___ GIVEN INFORMATION

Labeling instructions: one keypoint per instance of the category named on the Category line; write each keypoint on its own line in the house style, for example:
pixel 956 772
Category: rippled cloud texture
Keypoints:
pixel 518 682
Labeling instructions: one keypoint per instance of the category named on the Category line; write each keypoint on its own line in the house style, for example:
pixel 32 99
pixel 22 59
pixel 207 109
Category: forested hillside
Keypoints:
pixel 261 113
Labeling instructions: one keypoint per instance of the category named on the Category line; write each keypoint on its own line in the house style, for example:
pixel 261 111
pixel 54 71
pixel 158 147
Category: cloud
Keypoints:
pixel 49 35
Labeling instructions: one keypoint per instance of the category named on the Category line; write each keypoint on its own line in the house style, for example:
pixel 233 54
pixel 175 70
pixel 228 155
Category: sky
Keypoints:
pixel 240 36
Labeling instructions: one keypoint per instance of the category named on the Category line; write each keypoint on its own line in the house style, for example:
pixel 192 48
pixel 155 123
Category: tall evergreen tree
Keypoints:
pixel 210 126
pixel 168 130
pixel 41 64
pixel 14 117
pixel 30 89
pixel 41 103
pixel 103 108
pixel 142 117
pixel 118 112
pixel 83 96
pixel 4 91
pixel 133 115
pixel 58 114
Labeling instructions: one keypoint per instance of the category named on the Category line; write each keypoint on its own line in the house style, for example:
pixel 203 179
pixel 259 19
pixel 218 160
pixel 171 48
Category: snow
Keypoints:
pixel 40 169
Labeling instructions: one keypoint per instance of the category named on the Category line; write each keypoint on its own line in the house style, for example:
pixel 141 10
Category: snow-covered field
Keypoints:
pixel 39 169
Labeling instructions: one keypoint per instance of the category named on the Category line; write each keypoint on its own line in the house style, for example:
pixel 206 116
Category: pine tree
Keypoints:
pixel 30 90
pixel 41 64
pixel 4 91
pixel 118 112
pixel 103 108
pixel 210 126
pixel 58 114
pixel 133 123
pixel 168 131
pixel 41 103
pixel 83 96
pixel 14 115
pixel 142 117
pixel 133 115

______

▸ **THE TASK**:
Turn everything from the start of the material above down to and including the line that contains "pixel 40 169" into a numbered list, leaving out any blank lines.

▸ **CORRECT RESPONSE**:
1. Labeling instructions: one keypoint per instance of the category named on the Category line; write each keypoint on its own line in the house style, for example:
2. pixel 956 772
3. Category: rippled cloud texture
4. Keypoints:
5. pixel 518 682
6. Labeling instructions: one keypoint per instance of the category named on the Category line; write each keypoint on its own line in the house style, for example:
7. pixel 32 99
8. pixel 22 59
9. pixel 207 109
10. Category: forested hillside
11. Keypoints:
12. pixel 261 113
13. Labeling instructions: one keypoint per instance of the category named on the Category line; write each keypoint on its own line in the house style, for example:
14. pixel 261 111
15. pixel 54 71
16. pixel 158 147
17. Category: cloud
18. Keypoints:
19. pixel 49 35
20. Labeling instructions: one keypoint per instance of the category named on the Category line; write each keypoint on its own line in the house style, for example:
21. pixel 233 54
22. pixel 175 70
23. pixel 228 155
24. Category: sky
25. Keypoints:
26. pixel 240 36
27. Labeling instructions: one keypoint per instance of the category named on the Category line; write each keypoint on its own line in the house style, for example:
28. pixel 192 48
29. pixel 155 123
30. Category: tall evergreen tree
31. Keypoints:
32. pixel 210 126
33. pixel 168 130
34. pixel 41 64
35. pixel 14 117
36. pixel 30 89
37. pixel 41 103
38. pixel 103 108
39. pixel 142 117
40. pixel 118 112
41. pixel 83 96
42. pixel 4 91
43. pixel 133 115
44. pixel 58 114
45. Labeling instructions: one keypoint per instance of the category named on the Category line; write each keypoint on its own line in the house style, for example:
46. pixel 203 179
47. pixel 259 19
48. pixel 218 160
49. pixel 171 48
50. Category: snow
51. Keypoints:
52. pixel 40 169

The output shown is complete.